◆ **TEKS YANG DIBERIKAN**:
==============================

Kisah Kiai Wahab dan Bung Karno di Balik Halal Bihalal

Pencetus Halal Bihalal adalah Kiai Wahab di hadapan Bung Karno

Republika/Aditya Pradana Putra
Pencetus Halal Bihalal adalah Kiai Wahab di hadapan Bung Karno. Halal Bihalal di hari Idul Fitri. (ilustrasi)
Rep: Ali Yusuf Red: Nashih Nashrullah

REPUBLIKA.CO.ID, JAKARTA— Orang Islam Indonesia memiliki tradisi baik (halal bihalal) setelah menjalankan ibadah puasa selama satu bulan penuh. Tradisi baiknya ada di Indonesia tidak ada di negara lain. 

Baca Juga


"Halal bihalal adalah sebuah tradisi kreativitas masyarakat Muslim Indonesia karena kebiasaan ini hanya ada di negeri ini," kata Dra Hj Udji Asiyah dalam bukunya Dakwah Cerdas Ramadan, Idul Fitri, Walimatul Hajj dan Idul Adha.  

Menurutnya, halal bihalal ini merupakan refleksi ajaran Islam yang menekankan sikap persaudaraan, persatuan, dan saling memberi kasih sayang. Fenomena halal bihalal sudah menjadi budaya baru yang baik. "Budaya memaafkan, saling mengunjungi dan saling berbagi," katanya.

Hj Asiyah mengatakan, tradisi khas bangsa Indonesia ini akhirnya menjadi sebuah simbol yang merefleksikan bahwa Islam adalah agama toleran, yang mengedepankan pendekatan hidup rukun dengan semua agama.

Perbedaan agama bukanlah tanda untuk saling memusuhi dan mencurigai. "Akan tetapi hanya sebagai sarana untuk saling berlomba-lomba dalam kebajikan," katanya. 

Rasulullah SAW telah memberi tahu, siapa yang membawa kebaikan yang diikuti orang lain maka Allah SWT akan melimpahkan pahala bagi mereka. Dari Ibnu Mas'ud RA bahwa Rasulullah SAW bersabda: 

مَنْ دَلَّ عَلَى خَيْرٍ فَلَهُ مِثْلُ أَجْرٍ فَاعِلِهِ  “Barangsiapa menunjukkan seseorang kepada kebaikannya, dia memperoleh pahala seperti pahala orang yang melakukannya.” (HR Muslim).

Bung Karno dan Kiai Wahab 

Penggagas istilah halal bihalal adalah Kyai Abdul Wahab Hasbullah, dalam memoar KH Saifuddin Zuhri, berjudul "berangkat dari pesantren" juga penuturan KH Dr Masdar Farid Mas'udi (pondoktermas.com 2015) bahwa setelah Indonesia merdeka 1945 pada 1948 Indonesia dilanda gejala disintegrasi bangsa.

"Para elite politik saling bertengkar, tidak mau duduk dalam satu forum, sementara pemberontakan terjadi di mana-mana, diantaranya DI/TII PKI Madiun," katanya.

==============================

◆ **BARIS DATA**:
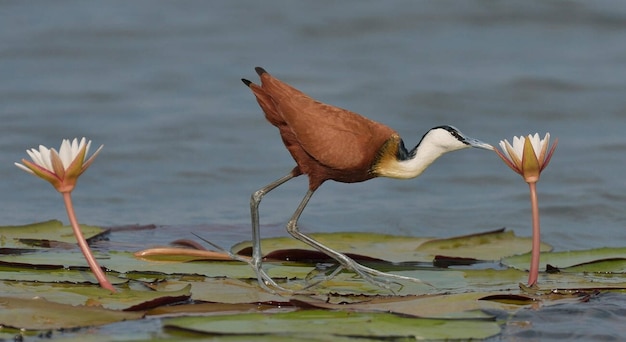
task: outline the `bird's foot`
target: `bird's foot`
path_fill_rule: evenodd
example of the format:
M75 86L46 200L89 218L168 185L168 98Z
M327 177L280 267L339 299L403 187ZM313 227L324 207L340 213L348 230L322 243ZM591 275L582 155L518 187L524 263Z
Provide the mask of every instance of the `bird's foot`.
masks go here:
M277 295L290 295L294 294L296 291L280 286L270 277L265 270L261 267L261 263L255 263L254 260L249 262L252 269L256 272L257 280L259 281L259 285L267 292L277 294Z
M373 268L367 267L367 266L363 266L355 261L352 261L351 264L349 265L344 265L345 268L353 271L354 273L358 274L361 278L363 278L365 281L376 285L380 288L395 292L396 290L394 290L391 285L392 284L396 284L399 285L399 290L401 290L404 286L402 285L401 281L410 281L413 283L418 283L418 284L425 284L428 286L432 286L431 284L424 282L420 279L417 278L412 278L412 277L406 277L406 276L401 276L398 274L392 274L392 273L385 273L385 272L381 272L378 270L375 270Z

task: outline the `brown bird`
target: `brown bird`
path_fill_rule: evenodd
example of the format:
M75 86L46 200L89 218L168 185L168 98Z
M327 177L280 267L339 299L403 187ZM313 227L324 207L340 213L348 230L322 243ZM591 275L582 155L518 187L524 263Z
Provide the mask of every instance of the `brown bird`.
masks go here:
M287 223L289 234L375 285L389 288L388 278L419 281L360 265L300 232L298 219L302 211L315 190L327 180L356 183L375 177L414 178L447 152L468 147L493 150L493 147L464 136L452 126L438 126L431 128L417 146L409 151L393 129L357 113L316 101L274 78L263 68L257 67L255 70L261 78L260 86L247 79L242 81L252 90L265 118L278 128L283 143L296 161L296 167L291 172L252 194L251 264L259 284L265 289L269 289L269 285L285 290L262 268L259 204L268 192L302 174L309 177L309 190ZM385 281L381 282L376 277Z

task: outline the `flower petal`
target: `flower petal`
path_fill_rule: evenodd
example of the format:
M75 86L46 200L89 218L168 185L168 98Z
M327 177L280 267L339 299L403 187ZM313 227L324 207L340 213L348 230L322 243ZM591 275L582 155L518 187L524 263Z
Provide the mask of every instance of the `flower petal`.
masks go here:
M516 142L516 138L517 137L513 137L513 143ZM522 173L522 159L521 156L523 156L523 150L520 151L520 153L517 153L514 149L513 146L511 146L511 144L509 144L508 141L504 140L504 144L506 145L506 150L509 153L509 156L511 157L511 161L513 162L513 164L515 165L515 169L517 173L521 174ZM519 143L518 143L519 145Z
M63 161L55 149L50 149L50 161L52 163L52 170L60 179L65 178L65 166Z
M531 141L531 136L529 135L525 139L524 143L524 155L522 156L522 176L524 180L528 183L535 183L539 180L539 173L541 172L541 167L539 166L539 161L537 160L537 155L535 154L535 149Z
M554 150L556 150L556 145L558 144L559 144L559 138L554 139L554 144L552 144L552 148L550 149L550 152L548 152L546 159L543 161L543 165L541 165L541 171L543 171L543 169L545 169L546 166L548 166L548 164L550 163L550 159L552 159L552 154L554 153Z
M91 144L91 141L89 141L89 144ZM89 148L89 144L87 144L87 148ZM87 170L87 168L91 165L91 163L93 163L93 161L96 159L96 156L98 155L98 153L100 153L100 151L102 150L103 147L104 147L104 145L100 145L100 147L98 147L96 152L94 152L91 155L91 157L89 157L89 159L86 162L83 163L83 171L82 172L85 172L85 170Z

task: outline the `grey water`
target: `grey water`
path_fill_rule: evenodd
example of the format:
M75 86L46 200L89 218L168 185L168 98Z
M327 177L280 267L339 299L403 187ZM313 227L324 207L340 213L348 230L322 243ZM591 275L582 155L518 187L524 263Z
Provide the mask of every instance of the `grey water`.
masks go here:
M626 243L626 5L621 1L0 2L0 224L67 222L13 163L39 144L104 149L73 193L79 220L250 238L249 198L294 162L242 77L255 66L414 146L451 124L497 144L550 132L538 184L556 250ZM283 225L305 177L261 205ZM306 232L530 236L528 186L494 153L442 157L413 180L327 182ZM179 237L193 238L184 229Z

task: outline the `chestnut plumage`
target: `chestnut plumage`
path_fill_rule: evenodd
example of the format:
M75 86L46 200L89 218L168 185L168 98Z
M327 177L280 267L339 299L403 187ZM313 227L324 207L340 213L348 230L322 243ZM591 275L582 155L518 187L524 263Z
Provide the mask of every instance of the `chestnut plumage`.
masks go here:
M464 136L452 126L430 129L410 151L393 129L346 109L317 101L257 67L261 85L242 79L276 128L285 147L296 162L287 175L252 194L253 267L259 284L286 290L276 284L262 268L258 206L265 194L286 181L305 174L309 189L287 224L287 231L365 280L388 288L388 278L419 281L414 278L383 273L358 264L298 230L297 222L309 199L322 183L362 182L374 177L413 178L447 152L468 147L493 149L489 144ZM380 281L377 278L383 278Z

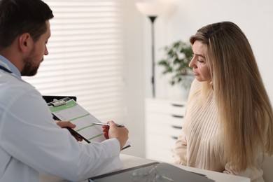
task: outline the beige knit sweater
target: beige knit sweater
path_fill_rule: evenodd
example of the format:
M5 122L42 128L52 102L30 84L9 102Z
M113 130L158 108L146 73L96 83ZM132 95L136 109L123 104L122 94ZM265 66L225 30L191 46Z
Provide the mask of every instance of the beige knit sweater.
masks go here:
M198 95L192 97L200 87L201 83L195 80L190 91L183 127L174 150L174 163L246 176L252 182L264 181L260 168L262 156L258 157L259 166L240 173L233 171L228 161L224 161L222 156L225 141L218 137L219 122L213 91L202 106L197 104Z

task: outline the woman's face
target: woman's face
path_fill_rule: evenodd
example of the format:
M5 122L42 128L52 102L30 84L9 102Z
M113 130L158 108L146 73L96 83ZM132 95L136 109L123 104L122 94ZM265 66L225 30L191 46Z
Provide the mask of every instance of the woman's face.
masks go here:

==============================

◆ **SOAL TERTULIS**: Dalam teks tentang halal bihalal, siapa yang disebut sebagai penggagas istilah halal bihalal? Data tersebut sama sekali tidak berperan di sini.

◆ **JAWABAN SOAL**: Kyai Abdul Wahab Hasbullah.